> **TEXTO DE ORIGEN**:
■ ■ ■ ■ ■ ■ ■

Ahora, en la cercanía de los Juegos en París, las expectativas de ganancias extraordinarias vuelven a estar sobre el tapete. La regla de oro a la que se refería nuestro presidente sigue bajo la sombra de la duda.
En Japón, al contrario, los medios, los tribunales y las reacciones han mantenido vivo el tortuoso camino que se inició con los Juegos Olímpicos de 2021. Para tal evento hubo que modificar el diseño del estadio principal, lo mismo que el emblema ante denuncias de plagio, afrontar la renuncia del director japonés por escándalo de género (nada menos que un ex primer ministro), el estallido de la pandemia, el rechazo del 80 % de la población a la celebración del evento y las claras advertencias sobre su inconveniencia por parte de autoridades médicas y científicas tanto locales como internacionales. Se llegó a extremos como el del diario Asahi que le imploró al primer ministro la cancelación, así como el mensaje discreto del emperador quien, a pesar de las limitaciones constitucionales que tiene para intervenir, no pudo sustraerse a su responsabilidad y expresó su preocupación por los peligros de llevar a cabo estos eventos en medio de la pandemia. Todo esto, en un país con una sólida cultura para actuar al unísono, ha representado una fractura grave.
Ya causado el daño, solo faltaban nuevos acontecimientos para el puntillazo final. El anuncio de Toyota de retirar su nombre como patrocinador (ya lo había hecho Ajinomoto y luego se sumaron otros), el registro de 1.979 contagios el día anterior a la inauguración y, lo más significativo, las palabras del emperador Naruhito a T. Bach, presidente del COI. Este le prometió a S. M. que harían los máximos esfuerzos para prevenir riesgos para los japoneses. La respuesta imperial, que no admite duda, fue: “A far from easy task”.

■ ■ ■ ■ ■ ■ ■

> **LISTADO PROPORCIONADO**:

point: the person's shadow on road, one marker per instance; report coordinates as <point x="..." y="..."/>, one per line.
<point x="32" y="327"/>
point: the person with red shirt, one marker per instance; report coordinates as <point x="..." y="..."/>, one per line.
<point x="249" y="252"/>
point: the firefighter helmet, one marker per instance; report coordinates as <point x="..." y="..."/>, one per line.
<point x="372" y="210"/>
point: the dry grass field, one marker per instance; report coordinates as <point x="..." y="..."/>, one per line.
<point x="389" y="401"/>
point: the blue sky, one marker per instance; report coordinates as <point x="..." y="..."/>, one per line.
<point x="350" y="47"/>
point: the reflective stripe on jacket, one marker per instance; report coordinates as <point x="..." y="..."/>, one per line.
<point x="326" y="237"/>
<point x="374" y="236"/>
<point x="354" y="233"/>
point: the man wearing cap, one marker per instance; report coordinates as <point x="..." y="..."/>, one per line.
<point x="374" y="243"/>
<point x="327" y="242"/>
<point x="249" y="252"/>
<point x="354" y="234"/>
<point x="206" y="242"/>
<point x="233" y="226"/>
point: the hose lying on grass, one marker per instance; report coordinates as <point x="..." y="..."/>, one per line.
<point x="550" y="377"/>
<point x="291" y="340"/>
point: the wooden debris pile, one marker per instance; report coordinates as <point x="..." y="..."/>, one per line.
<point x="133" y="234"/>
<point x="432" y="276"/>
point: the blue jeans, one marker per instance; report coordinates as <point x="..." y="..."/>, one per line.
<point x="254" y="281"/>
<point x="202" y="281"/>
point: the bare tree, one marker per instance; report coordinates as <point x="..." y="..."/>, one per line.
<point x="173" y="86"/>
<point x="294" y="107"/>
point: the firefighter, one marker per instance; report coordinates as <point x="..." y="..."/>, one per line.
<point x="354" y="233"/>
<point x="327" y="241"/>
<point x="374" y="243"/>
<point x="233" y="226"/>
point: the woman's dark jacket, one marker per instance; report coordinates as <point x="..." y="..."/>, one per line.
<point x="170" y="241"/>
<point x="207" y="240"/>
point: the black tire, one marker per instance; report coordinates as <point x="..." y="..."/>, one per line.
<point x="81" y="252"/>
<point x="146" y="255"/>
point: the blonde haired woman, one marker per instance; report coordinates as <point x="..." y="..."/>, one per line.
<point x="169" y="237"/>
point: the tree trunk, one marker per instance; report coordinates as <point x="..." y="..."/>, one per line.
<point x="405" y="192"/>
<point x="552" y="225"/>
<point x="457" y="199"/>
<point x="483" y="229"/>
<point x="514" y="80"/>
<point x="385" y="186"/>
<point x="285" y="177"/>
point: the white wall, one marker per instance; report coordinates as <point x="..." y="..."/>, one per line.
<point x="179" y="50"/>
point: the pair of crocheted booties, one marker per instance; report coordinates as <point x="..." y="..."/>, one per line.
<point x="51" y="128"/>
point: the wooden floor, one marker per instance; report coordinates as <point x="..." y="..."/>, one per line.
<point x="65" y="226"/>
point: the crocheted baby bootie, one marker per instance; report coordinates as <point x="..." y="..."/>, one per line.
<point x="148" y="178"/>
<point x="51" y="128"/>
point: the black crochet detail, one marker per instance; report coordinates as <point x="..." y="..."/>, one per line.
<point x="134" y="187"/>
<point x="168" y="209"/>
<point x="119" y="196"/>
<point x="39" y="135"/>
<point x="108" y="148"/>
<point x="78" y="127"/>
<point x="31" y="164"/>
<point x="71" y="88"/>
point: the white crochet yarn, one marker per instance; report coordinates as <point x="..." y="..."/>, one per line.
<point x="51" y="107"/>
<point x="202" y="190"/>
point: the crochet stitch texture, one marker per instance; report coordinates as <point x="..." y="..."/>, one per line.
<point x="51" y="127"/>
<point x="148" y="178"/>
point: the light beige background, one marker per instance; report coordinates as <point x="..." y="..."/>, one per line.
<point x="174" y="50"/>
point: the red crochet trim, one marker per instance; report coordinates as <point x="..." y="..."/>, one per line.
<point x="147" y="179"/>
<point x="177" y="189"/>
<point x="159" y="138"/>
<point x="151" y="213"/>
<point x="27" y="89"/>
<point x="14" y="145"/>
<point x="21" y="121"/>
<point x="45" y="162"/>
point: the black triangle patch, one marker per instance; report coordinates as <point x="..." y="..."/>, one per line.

■ ■ ■ ■ ■ ■ ■

> **REQUISITOS DE LA TAREA**: Continúa el texto sobre los Juegos Olímpicos de Tokio a partir de su última frase. El listado no hace falta para resolver nada de esto.

> **RESPUESTA FINAL**:
Contrario a nuestro olvido de las líneas trazadas por Belisario, Japón no ha logrado sacudirse de los estigmas que le dejaron los Juegos Olímpicos de 2021. Varias cabezas del sector privado comprometidas en actos de corrupción están siendo juzgadas o están en la cárcel. Y el Gobierno, que entendió el sentir del pueblo, declinó la realización de los Juegos de Invierno del 2030, igual a como lo hiciera Colombia en 1982. Si algo quedó claro en Tokio es que los Olímpicos, más que una competencia entre deportistas, como era su objetivo inicial, se ha convertido en un negocio. Y sobre este punto está demostrado que los beneficios, tal como lo indicó el presidente Betancur, se quedan en las manos de las multinacionales. El problema que queda planteado está en el campo de la ética: si no se cumple la regla de oro del presidente Betancur, ¿es aceptable la inversión estatal?
Toyota, frente al COI, ha dado una respuesta contundente: El contrato por US$835 millones que firmó con el Comité en 2015 y que termina con los Juegos de París no será renovado. Ojalá esto signifique el reconocimiento de las consideraciones éticas sobre los lucros tortuosos.
Para aplacar las crisis o simplemente para aligerar las cargas de la vida, pocas cosas substituyen al espectáculo. Sin embargo, nada viene solo. Si por un lado da solaz, también conlleva asuntos no tan santos: manipulación de los pueblos y corrupción. Lo que conocemos como pan y circo se lo debemos a Juvenal quien en su Sátira X señalaba: “Desde hace tiempo —exactamente desde que no tenemos a quien vender el voto—, este pueblo ha perdido su interés por la política, y si antes concedía mandos, fasces, legiones, en fin, todo, ahora deja hacer y sólo desea con avidez dos cosas: pan y juegos en el circo”. Pero todo tiene sus límites.